> [O que fazer]
(a) Reescreva em forma de lista o parágrafo do texto sobre os caçadores-coletores que começa com "Everett estima que os pirahã adultos", mantendo os fatos principais.
(b) Altere o trecho do texto sobre os caçadores-coletores que vai de "Gray compara esses" até "em seu cotidiano.", trocando "fazendeiros" por "agricultores".
(c) Em que ano Marshall Sahllins publicou o ensaio citado no texto sobre os caçadores-coletores?

> [Trecho selecionado]

*-*-*

MAS SERÁ que tem que ser assim? Sociedades atrabalhadas [cunhamos esse termo, que significa “sem trabalho”, para substituir a expressão work-free, que ocorre com frequência no original] são mais do que um experimento mental — elas existiram ao longo de toda a história humana. Considere como exemplo os caçadores-coletores, que não têm chefes, nem holerites ou jornadas de oito horas. Há dez mil anos, todos os humanos eram caçadores-coletores e alguns ainda são até hoje.

Daniel Everett é antropólogo da Universidade Bentley, em Massachussetts, e passou anos na Amazônia estudando um grupo de caçadores-coletores, os Pirahã. Segundo Everett, embora alguns deles vejam o caçar e o coletar como trabalho, os caçadores-coletores não pensam assim. “Eles pensam nisso como uma diversão”, conta. “Eles não têm o conceito de trabalho que nós temos”.

Para Everett, “é uma vida bem de boa na maior parte do tempo”. Ele descreve o dia típico de um Pirahã: o homem se levanta, passa algumas horas remando e pescando, faz um churrasco, sai pra nadar, leva os peixes para sua família e brinca até o anoitecer. Tal modo de subsistência, claro, não está livre do seu próprio conjunto de aborrecimentos. Mas o antropólogo Marshall Sahllins argumentou, num ensaio de 1968, que os caçadores-coletores pertenciam “à sociedade afluente original”, pois “trabalhavam” apenas poucas horas por dia.

Everett estima que os pirahã adultos trabalham uma média de 20 horas por semana (e isso sem nenhum chefe em cima de seus ombros). Enquanto isso, segundo o Departamento de Estatísticas Laborais [dos EUA], o americano empregado médio, com filhos, trabalha cerca de 9 horas diárias. [O que resulta numa carga semanal de 45 horas de trabalho, considerando uma semana de cinco dias úteis. É mais que o dobro do tempo trabalhado pelos pirahã.]

Essa vida mais solta leva à falta de propósito e depressão que se vê em tantos desempregados modernos? “Nunca vi nada remotamente parecido com a depressão lá”, explica Everett, que completa: “exceto em pessoas fisicamente doentes.” Embora muitos considerem que o trabalho é fundamental para a vida humana, o trabalho existente hoje é uma invenção relativamente nova diante dos milhares de anos de cultura humana. “Nós achamos ruim ficar de papo pro ar, sem nada pra fazer”, diz Everett. “Para os Pirahã, esse é um estado bastante desejável.”

Gray compara esses aspectos do estilo de vida caçador-coletor às aventuras livres de muitas crianças nos países desenvolvidos — que, depois de um certo ponto na vida, devem abandonar essas coisas infantis. Mas nem sempre foi assim. Segundo A Social History of Leisure Since 1600 [Uma História Social do Lazer, desde 1600], livro publicado por Gary Cross em 1990, o tempo livre nos EUA era bastante diferente antes dos séculos XVIII e XIX. Os fazendeiros — que é uma boa maneira de descrever uma larga parcela da população americana daquela época — misturavam trabalho e brincadeira em seu cotidiano.

*-*-*

> [Material fornecido]
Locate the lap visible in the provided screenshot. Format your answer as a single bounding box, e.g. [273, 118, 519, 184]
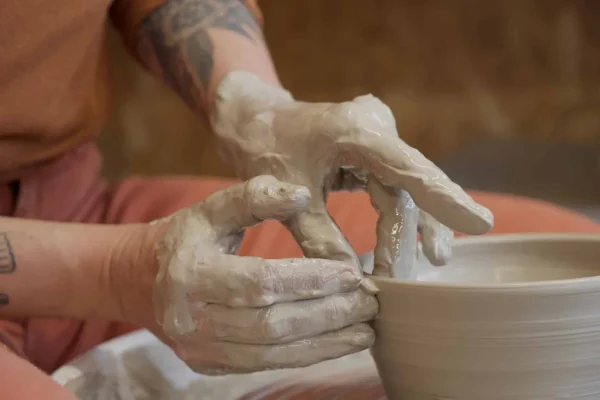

*-*-*

> [Respostas às tarefas]
(a)
- Everett estima que os pirahã adultos trabalham em média 20 horas por semana, sem nenhum chefe.
- Segundo o Departamento de Estatísticas Laborais dos EUA, o americano empregado médio com filhos trabalha cerca de 9 horas por dia.
- Em uma semana de cinco dias úteis, isso equivale a 45 horas de trabalho, mais que o dobro do tempo trabalhado pelos pirahã.

(b)
Gray compara esses aspectos do estilo de vida caçador-coletor às aventuras livres de muitas crianças nos países desenvolvidos — que, depois de um certo ponto na vida, devem abandonar essas coisas infantis. Mas nem sempre foi assim. Segundo A Social History of Leisure Since 1600 [Uma História Social do Lazer, desde 1600], livro publicado por Gary Cross em 1990, o tempo livre nos EUA era bastante diferente antes dos séculos XVIII e XIX. Os agricultores — que é uma boa maneira de descrever uma larga parcela da população americana daquela época — misturavam trabalho e brincadeira em seu cotidiano.

(c) Em 1968.